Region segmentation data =

● ● ● ●

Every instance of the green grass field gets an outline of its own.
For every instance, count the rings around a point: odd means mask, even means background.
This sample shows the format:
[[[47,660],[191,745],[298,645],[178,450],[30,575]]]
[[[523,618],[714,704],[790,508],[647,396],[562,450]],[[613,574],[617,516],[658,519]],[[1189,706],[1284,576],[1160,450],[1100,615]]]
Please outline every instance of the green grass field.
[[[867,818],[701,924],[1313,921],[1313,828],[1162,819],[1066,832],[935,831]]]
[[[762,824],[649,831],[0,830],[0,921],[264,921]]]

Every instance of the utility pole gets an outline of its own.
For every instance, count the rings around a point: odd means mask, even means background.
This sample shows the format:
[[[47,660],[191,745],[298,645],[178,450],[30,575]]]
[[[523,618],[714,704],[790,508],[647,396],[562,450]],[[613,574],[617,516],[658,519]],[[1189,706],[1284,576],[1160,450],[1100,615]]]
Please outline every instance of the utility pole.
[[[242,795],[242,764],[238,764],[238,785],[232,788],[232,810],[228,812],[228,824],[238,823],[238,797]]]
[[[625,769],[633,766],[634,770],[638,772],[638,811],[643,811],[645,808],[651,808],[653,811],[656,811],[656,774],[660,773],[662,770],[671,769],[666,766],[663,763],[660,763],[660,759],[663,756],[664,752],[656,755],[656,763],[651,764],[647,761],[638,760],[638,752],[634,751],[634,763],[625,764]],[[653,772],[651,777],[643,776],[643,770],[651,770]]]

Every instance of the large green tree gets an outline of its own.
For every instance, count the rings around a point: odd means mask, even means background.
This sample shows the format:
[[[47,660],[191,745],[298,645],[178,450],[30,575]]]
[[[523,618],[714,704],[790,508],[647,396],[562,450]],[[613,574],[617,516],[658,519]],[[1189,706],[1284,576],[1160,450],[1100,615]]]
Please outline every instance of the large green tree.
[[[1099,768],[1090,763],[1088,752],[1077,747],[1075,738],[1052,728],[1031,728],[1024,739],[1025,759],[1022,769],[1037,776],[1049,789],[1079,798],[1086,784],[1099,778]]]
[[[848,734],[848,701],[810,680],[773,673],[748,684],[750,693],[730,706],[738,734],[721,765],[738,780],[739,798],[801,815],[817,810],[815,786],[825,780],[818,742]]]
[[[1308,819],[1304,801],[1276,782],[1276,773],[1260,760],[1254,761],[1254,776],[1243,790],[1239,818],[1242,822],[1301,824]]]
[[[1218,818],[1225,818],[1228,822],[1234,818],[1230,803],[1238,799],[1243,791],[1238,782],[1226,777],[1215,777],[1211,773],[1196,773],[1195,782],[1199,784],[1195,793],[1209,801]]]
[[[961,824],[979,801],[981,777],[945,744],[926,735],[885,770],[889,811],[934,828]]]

● ● ● ●

Lay out every line of the records as a JSON list of strings, one string per line, leaving out blank lines.

[
  "Every instance of the green grass field gets an outline of its own.",
  "For every instance, count the rings around a point: odd means mask, even means background.",
  "This sample shows the format:",
  "[[[47,660],[191,745],[298,645],[178,450],[30,575]]]",
  "[[[523,618],[714,704],[790,508],[647,396],[562,450]],[[613,574],[617,516],[658,519]],[[1189,706],[1284,576],[1160,450],[1100,615]]]",
  "Please outline every instance of the green grass field.",
  "[[[867,818],[701,924],[1313,921],[1313,828],[1162,819],[1066,832],[935,831]]]",
  "[[[762,824],[649,831],[0,830],[0,921],[264,921]]]",
  "Every instance of the utility pole gets an outline of its own.",
  "For every instance, count the rings around a point: odd means mask, even means background.",
  "This sample shows the format:",
  "[[[47,660],[191,745],[298,645],[178,450],[30,575]]]",
  "[[[523,618],[714,704],[790,508],[647,396],[562,450]],[[613,574],[617,516],[658,519]],[[1189,706],[1284,576],[1160,450],[1100,615]]]",
  "Please outline every instance of the utility pole.",
  "[[[242,795],[242,764],[238,764],[238,785],[232,788],[232,810],[228,812],[228,824],[238,823],[238,797]]]",
  "[[[625,769],[633,766],[634,770],[638,772],[638,811],[643,811],[645,808],[651,808],[653,811],[656,811],[656,774],[660,773],[662,770],[671,769],[666,766],[663,763],[660,763],[660,759],[663,756],[664,752],[656,755],[656,763],[651,764],[647,761],[638,760],[638,752],[634,751],[634,763],[625,764]],[[653,772],[651,777],[643,776],[643,770],[651,770]]]",
  "Every instance of the large green tree gets an outline of its own.",
  "For every instance, count the rings around a point: odd means mask, even means background.",
  "This sample shows the format:",
  "[[[47,660],[191,745],[298,645],[178,450],[30,575]]]",
  "[[[523,618],[714,704],[790,508],[647,396],[562,450]],[[613,574],[617,516],[658,519]],[[1189,706],[1284,576],[1160,450],[1100,615]]]",
  "Please outline every instance of the large green tree.",
  "[[[1099,768],[1090,763],[1088,752],[1077,747],[1075,738],[1052,728],[1031,728],[1024,739],[1025,759],[1022,769],[1037,776],[1049,789],[1079,798],[1086,784],[1099,778]]]",
  "[[[848,734],[848,701],[810,680],[773,673],[748,684],[750,693],[730,706],[738,734],[721,765],[738,780],[739,798],[801,815],[817,810],[815,786],[825,780],[818,742]]]",
  "[[[1308,819],[1304,801],[1276,782],[1276,773],[1260,760],[1254,761],[1254,776],[1243,790],[1239,818],[1242,822],[1301,824]]]",
  "[[[1218,818],[1225,818],[1228,822],[1234,818],[1230,803],[1238,799],[1243,791],[1238,782],[1226,777],[1215,777],[1211,773],[1196,773],[1195,782],[1199,784],[1195,793],[1209,801]]]",
  "[[[961,824],[979,801],[981,777],[945,744],[926,735],[885,770],[889,811],[934,828]]]"
]